KUMPULAN TUGAS -
1. Menurut teks latihan, pada tanggal berapa Rapat Besar Wakil-Wakil Daerah Nahdlatul Ulama seluruh Jawa dan Madura diadakan?
2. Kutip bagian teks latihan yang dimulai dari "Keempat, Sila Kerakyatan" dan berakhir pada "pada Kemaslahatan Publik).".

Ketiga, Sila Persatuan Indonesia. Jauh sebelum berdirinya NKRI, kaum santri sudah menunjukkan sinyal positif terkait persatuan dan kesatuan. Walisongo berdakwah secara santun, sehingga Islamisasi di Nusantara berjalan dengan damai, tanpa “dinodai” oleh pertumpahan darah. Pada masa penjajahan Belanda hingga Jepang, kaum santri tidak pernah absen membela negara untuk meraih kemerdekaan. Pasca kemerdekaan, ketika Tentara Sekutu dan NICA (Netherlands-Indies Civil Administrative) mendarat di Jakarta, Semarang, Surabaya dan Sumatra, 29 September 1945; sedangkan pemerintah Indonesia tidak melakukan perlawanan yang nyata terhadap aksi tersebut, maka diadakanlah Rapat Besar Wakil-Wakil Daerah Nahdlatul Ulama seluruh Jawa dan Madura, 21-22 Oktober 1945, yang mengajukan Resolusi Jihad yang intinya mewajibkan setiap umat muslim untuk membela dan mempertahankan kemerdekaan Indonesia. Salah satu dampak nyata dari Resolusi Jihad adalah Peristiwa 10 November 1945 di Surabaya yang dikomando oleh Bung Tomo. Oleh sebab itu, tidak heran jika tanggal 22 Oktober 1945 dijadikan sebagai acuan untuk menetapkan Hari Santri Nasional melalui KEPPRES Nomor 22 Tahun 2015.

Keempat, Sila Kerakyatan yang Dipimpin oleh Hikmat Kebijaksanaan dalam Permusyawaratan Perwakilan. Kaum santri tidak segan maupun gamang untuk berkiprah di arena birokrasi, baik eksekutif, legislatif dan yudikatif. Misalnya, KH. Abdurrahman Wahid menjabat Presiden Indonesia; KH. Wahid Hasyim menjabat Menteri Negara Urusan Agama Islam atau Menteri Agama Pertama; KH. Idham Chalid menjabat Ketua DPR/MPR dan KH. Hasyim Muzadi menjabat Dewan Pertimbangan Presiden. Prinsip utama santri ketika menjabat di pemerintahan adalah Kaidah Fikih: Tasharruf al-Imam manuth bi al-Mashlahah (Kebijakan Pemerintah Didasarkan pada Kemaslahatan Publik).

DATA HASIL EKSTRAKSI -
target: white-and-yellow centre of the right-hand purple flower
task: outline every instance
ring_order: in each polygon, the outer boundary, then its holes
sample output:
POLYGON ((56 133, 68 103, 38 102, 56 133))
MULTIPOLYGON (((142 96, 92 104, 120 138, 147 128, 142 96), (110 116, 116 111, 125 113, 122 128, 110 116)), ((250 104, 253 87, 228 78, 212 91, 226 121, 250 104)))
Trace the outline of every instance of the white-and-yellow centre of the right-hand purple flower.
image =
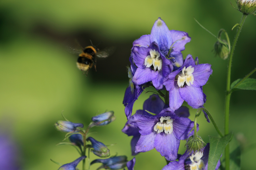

DAFTAR JAWABAN -
1. Rapat itu diadakan pada 21-22 Oktober 1945.

2.
Keempat, Sila Kerakyatan yang Dipimpin oleh Hikmat Kebijaksanaan dalam Permusyawaratan Perwakilan. Kaum santri tidak segan maupun gamang untuk berkiprah di arena birokrasi, baik eksekutif, legislatif dan yudikatif. Misalnya, KH. Abdurrahman Wahid menjabat Presiden Indonesia; KH. Wahid Hasyim menjabat Menteri Negara Urusan Agama Islam atau Menteri Agama Pertama; KH. Idham Chalid menjabat Ketua DPR/MPR dan KH. Hasyim Muzadi menjabat Dewan Pertimbangan Presiden. Prinsip utama santri ketika menjabat di pemerintahan adalah Kaidah Fikih: Tasharruf al-Imam manuth bi al-Mashlahah (Kebijakan Pemerintah Didasarkan pada Kemaslahatan Publik).